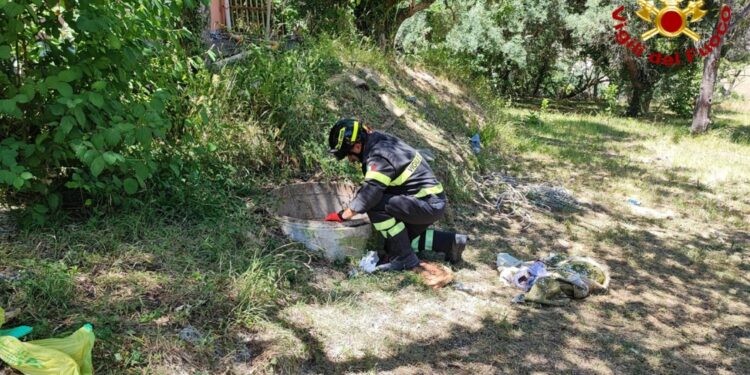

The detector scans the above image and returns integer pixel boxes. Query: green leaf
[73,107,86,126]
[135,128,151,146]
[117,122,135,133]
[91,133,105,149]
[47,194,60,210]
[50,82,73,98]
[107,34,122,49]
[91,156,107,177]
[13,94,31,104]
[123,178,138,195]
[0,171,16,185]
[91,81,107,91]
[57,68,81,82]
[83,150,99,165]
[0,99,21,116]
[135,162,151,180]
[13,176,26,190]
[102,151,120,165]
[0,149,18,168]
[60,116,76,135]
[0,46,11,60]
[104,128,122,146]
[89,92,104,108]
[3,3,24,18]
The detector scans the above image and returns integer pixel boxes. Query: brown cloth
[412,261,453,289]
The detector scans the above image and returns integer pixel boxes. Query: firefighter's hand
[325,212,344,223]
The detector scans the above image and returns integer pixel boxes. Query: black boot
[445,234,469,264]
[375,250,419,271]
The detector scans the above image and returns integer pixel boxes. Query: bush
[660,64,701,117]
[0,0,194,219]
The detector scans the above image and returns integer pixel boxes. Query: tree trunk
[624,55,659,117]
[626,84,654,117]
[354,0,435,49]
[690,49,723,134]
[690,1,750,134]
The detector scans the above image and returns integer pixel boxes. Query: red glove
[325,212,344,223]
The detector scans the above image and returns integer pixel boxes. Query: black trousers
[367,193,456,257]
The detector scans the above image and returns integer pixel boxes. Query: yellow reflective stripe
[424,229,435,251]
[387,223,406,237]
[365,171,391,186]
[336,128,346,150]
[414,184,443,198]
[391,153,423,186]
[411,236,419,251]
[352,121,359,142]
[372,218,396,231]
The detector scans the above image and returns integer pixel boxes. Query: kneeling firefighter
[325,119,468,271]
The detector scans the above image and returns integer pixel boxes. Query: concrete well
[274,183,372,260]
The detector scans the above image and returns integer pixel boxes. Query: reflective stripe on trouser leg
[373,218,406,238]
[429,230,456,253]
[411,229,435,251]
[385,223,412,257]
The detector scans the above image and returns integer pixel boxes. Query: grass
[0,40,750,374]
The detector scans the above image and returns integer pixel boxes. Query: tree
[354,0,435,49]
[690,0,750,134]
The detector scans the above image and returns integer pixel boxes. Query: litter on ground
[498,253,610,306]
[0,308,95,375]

==

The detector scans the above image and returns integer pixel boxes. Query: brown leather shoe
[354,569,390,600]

* * *

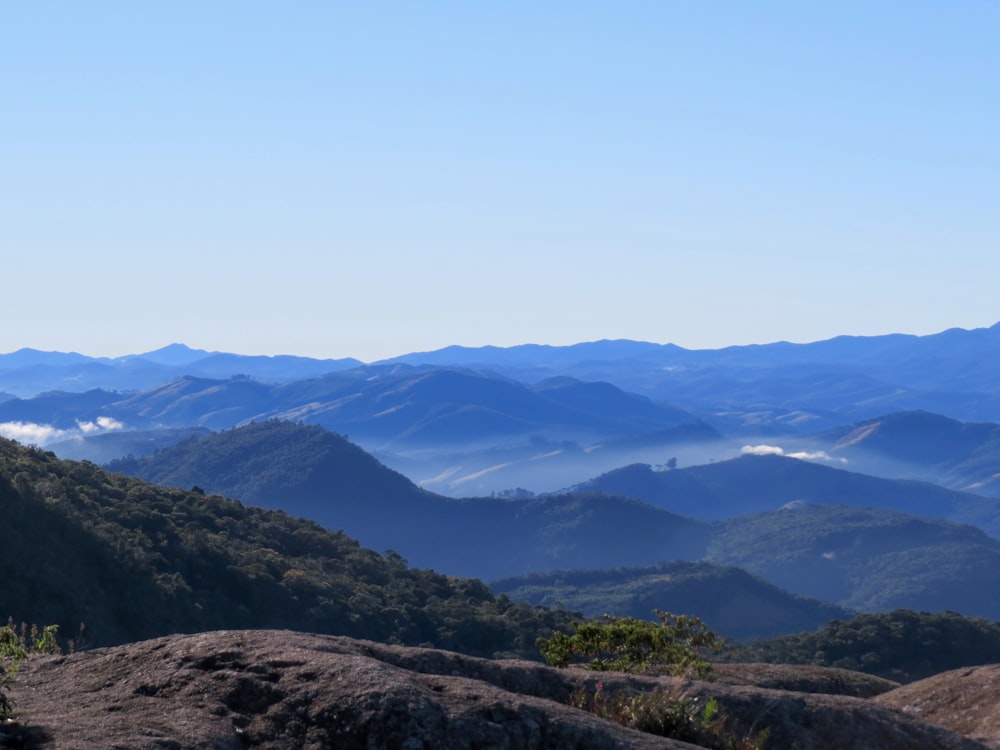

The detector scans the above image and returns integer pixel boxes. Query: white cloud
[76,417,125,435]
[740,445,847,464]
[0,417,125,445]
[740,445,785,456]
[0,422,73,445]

#### WHAT THIS TASK INVOLVES
Rewrite the lines starting with the line containing "Query: green leaf" and going on through the line containing "[325,119,468,271]", replacing "integer pixel boxes" with "whole-number pixel boxes" and leaving everything else unchanged.

#### REPLY TO THE TASK
The detector scans the above image and returns whole-number pixel boxes. Query: green leaf
[73,107,86,126]
[135,128,151,146]
[117,122,135,133]
[91,133,105,149]
[47,194,60,210]
[50,82,73,98]
[107,34,122,49]
[91,156,107,177]
[13,94,31,104]
[123,178,138,195]
[0,171,16,185]
[91,81,107,91]
[57,68,81,82]
[83,150,99,165]
[0,99,21,116]
[135,162,151,180]
[13,176,26,190]
[102,151,120,165]
[0,149,18,168]
[60,116,76,135]
[0,46,11,60]
[104,128,122,146]
[89,92,104,108]
[3,3,24,18]
The detector scans the above image and returns whole-number pixel boxes. Query: brown cloth
[412,261,453,289]
The detector scans the above image and returns whole-number pixel boxes. Query: firefighter's hand
[325,212,344,223]
The detector scans the above image and returns whole-number pixel boxes. Query: black boot
[445,234,469,264]
[375,250,419,271]
The detector scans the above image and returns whole-number pixel boxes. Query: bush
[660,64,701,117]
[0,0,194,219]
The detector scans the above image and returns whole-number pixel boxes. Query: tree trunk
[624,55,659,117]
[626,84,654,117]
[354,0,435,49]
[690,49,723,134]
[690,1,750,134]
The detector scans the above image and returns whole-number pixel boxes. Query: red glove
[325,212,344,223]
The detector scans the above image and returns whole-number pixel boxes. Query: black trousers
[367,193,456,257]
The detector scans the above image and returns whole-number pixel boxes. Query: yellow reflective stripe
[424,229,435,251]
[387,223,406,237]
[365,171,391,186]
[336,128,346,150]
[414,184,443,198]
[391,153,423,186]
[411,236,419,251]
[352,121,359,142]
[372,218,396,231]
The detector scans the above image and returns whole-number pixel boxes. Query: kneeling firefighter
[325,119,468,271]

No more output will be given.